# Records for processing
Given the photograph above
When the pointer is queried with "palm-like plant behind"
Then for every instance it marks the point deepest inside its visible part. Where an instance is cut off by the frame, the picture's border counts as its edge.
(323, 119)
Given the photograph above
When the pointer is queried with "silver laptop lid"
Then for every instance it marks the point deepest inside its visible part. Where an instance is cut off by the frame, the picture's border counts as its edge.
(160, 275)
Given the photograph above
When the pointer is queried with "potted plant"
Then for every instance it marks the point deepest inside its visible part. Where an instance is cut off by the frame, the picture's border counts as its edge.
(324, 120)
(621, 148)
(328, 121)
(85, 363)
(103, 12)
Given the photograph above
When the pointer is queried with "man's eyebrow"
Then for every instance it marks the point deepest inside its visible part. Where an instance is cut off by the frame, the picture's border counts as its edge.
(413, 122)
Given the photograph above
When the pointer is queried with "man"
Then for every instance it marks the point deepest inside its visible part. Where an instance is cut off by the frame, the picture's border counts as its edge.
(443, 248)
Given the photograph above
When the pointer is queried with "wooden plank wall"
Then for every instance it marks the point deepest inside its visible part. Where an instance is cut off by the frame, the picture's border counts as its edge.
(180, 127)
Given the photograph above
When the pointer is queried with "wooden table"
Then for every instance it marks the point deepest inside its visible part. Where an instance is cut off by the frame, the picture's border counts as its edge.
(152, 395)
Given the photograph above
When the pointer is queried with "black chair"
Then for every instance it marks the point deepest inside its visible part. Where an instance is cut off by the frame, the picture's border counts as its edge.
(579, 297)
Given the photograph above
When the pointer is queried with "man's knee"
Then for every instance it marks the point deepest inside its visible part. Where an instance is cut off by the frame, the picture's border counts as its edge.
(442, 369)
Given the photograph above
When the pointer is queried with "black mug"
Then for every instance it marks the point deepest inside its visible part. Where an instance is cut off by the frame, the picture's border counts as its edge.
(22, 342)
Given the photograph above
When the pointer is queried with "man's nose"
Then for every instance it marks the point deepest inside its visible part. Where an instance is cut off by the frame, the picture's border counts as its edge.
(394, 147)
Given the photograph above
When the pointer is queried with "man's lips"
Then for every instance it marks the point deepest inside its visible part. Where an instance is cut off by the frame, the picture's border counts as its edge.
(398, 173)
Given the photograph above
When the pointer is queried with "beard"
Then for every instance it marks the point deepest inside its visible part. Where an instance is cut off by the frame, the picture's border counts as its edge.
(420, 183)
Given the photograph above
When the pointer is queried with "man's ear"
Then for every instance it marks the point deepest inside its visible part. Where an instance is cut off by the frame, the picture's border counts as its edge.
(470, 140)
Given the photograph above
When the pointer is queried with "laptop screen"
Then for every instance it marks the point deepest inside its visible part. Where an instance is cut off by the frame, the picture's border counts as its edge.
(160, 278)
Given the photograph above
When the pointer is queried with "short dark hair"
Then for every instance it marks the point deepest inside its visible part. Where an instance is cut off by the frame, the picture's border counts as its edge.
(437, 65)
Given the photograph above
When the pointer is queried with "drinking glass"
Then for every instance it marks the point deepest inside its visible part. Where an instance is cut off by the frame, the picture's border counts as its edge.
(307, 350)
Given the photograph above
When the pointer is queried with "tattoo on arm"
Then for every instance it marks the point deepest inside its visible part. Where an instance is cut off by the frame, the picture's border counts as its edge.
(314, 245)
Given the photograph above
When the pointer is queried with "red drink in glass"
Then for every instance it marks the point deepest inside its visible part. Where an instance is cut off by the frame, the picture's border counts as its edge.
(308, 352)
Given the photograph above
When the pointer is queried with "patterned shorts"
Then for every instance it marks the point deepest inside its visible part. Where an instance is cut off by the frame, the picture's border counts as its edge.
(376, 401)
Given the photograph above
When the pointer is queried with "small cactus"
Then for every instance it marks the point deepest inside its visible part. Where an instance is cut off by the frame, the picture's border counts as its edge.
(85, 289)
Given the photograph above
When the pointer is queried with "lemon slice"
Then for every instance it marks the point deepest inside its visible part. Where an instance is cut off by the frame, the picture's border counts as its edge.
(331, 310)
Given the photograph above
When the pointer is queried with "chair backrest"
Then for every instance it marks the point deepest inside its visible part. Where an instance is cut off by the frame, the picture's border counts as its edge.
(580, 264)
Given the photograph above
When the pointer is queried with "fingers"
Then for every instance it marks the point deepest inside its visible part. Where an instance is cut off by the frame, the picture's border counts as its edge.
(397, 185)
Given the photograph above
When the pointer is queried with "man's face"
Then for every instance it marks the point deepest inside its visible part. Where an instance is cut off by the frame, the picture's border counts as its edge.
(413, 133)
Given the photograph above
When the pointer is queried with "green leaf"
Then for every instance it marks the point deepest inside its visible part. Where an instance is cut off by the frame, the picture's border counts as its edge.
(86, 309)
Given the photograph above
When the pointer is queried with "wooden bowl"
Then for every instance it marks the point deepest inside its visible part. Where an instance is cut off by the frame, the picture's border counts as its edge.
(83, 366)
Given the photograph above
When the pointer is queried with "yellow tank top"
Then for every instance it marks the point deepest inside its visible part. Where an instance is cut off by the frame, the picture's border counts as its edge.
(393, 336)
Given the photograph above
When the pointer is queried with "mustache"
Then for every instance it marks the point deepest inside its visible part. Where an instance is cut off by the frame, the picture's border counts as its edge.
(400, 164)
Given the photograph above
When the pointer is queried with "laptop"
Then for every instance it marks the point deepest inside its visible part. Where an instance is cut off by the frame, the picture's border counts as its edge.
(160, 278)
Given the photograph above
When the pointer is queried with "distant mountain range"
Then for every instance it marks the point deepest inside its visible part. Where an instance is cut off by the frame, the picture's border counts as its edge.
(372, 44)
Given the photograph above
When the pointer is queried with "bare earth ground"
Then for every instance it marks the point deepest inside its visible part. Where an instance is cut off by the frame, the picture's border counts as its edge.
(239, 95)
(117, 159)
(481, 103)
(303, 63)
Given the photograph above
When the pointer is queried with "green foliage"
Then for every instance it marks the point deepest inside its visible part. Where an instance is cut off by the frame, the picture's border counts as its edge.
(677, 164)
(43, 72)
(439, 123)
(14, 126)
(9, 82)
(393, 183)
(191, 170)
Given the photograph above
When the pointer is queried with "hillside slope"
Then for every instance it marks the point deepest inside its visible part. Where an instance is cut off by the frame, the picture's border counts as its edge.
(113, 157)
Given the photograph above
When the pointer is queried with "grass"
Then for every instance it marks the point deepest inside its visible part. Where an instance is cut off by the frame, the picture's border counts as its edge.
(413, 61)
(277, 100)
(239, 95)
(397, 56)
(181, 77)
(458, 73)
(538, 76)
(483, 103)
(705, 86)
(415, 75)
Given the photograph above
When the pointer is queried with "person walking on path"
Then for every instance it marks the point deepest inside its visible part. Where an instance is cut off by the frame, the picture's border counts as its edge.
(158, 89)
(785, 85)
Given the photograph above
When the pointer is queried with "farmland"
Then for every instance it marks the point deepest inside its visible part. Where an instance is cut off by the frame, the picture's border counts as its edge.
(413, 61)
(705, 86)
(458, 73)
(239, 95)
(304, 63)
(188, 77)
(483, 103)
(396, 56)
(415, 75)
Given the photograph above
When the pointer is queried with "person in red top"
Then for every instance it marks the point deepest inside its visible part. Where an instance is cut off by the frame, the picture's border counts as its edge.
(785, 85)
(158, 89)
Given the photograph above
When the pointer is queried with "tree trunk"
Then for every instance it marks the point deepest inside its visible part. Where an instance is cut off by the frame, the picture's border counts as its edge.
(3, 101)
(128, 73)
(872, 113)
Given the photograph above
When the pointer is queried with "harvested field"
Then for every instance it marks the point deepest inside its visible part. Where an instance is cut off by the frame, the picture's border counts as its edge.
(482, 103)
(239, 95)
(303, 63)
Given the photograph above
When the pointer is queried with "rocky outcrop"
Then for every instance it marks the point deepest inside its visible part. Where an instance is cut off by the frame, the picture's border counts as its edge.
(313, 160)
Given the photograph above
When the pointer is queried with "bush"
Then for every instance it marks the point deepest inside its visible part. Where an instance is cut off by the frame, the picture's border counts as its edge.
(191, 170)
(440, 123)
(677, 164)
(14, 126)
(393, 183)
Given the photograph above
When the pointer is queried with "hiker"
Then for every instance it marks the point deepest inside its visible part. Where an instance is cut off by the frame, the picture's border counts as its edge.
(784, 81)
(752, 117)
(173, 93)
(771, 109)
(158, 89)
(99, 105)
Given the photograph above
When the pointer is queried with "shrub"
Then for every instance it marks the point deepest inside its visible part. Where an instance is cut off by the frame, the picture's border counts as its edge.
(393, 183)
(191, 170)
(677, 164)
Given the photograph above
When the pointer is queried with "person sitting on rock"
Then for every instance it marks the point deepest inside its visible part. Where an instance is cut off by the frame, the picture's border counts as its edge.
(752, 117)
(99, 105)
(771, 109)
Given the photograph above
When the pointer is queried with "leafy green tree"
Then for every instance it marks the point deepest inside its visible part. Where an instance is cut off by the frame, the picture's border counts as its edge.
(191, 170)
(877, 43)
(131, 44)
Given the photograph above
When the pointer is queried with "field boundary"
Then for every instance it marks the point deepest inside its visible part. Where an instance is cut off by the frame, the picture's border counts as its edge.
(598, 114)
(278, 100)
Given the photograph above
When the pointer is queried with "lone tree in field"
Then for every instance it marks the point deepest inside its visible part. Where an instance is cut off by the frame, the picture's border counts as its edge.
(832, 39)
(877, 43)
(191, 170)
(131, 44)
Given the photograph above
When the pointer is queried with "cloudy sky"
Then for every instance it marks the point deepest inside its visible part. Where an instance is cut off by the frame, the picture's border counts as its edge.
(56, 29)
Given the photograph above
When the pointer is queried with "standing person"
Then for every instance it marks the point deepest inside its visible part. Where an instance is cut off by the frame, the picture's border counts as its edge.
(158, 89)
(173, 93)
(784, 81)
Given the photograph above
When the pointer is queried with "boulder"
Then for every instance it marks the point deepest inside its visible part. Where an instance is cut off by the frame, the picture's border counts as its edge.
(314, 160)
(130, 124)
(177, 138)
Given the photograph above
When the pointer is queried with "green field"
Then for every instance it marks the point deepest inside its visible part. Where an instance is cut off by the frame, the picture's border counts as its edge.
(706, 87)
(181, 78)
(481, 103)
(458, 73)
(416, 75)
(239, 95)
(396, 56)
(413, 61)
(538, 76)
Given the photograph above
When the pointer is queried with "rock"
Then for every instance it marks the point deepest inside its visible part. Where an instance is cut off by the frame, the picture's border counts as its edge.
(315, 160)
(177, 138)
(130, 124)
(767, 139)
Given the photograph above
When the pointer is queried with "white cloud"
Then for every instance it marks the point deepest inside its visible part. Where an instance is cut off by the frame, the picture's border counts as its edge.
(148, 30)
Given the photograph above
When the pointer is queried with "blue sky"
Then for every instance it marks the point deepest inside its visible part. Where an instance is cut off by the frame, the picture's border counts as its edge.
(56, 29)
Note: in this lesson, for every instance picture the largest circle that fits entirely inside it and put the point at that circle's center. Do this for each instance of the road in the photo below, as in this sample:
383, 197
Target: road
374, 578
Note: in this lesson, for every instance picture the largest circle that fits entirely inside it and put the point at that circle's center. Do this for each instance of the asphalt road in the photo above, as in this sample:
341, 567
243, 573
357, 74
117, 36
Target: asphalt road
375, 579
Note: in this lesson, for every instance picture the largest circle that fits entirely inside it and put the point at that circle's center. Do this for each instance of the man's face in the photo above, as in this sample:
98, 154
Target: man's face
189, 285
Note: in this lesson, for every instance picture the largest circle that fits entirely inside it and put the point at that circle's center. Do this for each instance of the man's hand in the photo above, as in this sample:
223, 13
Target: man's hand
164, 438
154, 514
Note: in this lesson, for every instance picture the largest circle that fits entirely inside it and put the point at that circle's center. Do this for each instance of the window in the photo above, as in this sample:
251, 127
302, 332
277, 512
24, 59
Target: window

# Task statement
Pull every line containing "Note" out of the entries.

# Answer to this exercise
Note: in this lesson, for every instance picture the largest circle that fits entirely inside it and put the point at that circle's center. Do this for each instance of the road in the photo below, as in this sample:
Note: in this lesson, for every instance picture the largest circle that fits entirely inside it and put the point at that circle's center. Do this for each instance of the asphalt road in the photo above, as in this sample:
Note: in this lesson, for every instance picture the largest circle that fits entirely inside it and put the point at that circle's center. Do this for each instance of the man's face in the photo above, as in this sample:
Note: in this lesson, for every instance picture the largest circle that fits entirely inside it and put the point at that circle's center. Do this for each instance of the man's hand in the photo above, as in this sample:
Note: in this lesson, for every instance picture the largest circle that fits entirely inside it and put the point at that circle's center. Do this for each instance of the window in the photo above, as in this sample:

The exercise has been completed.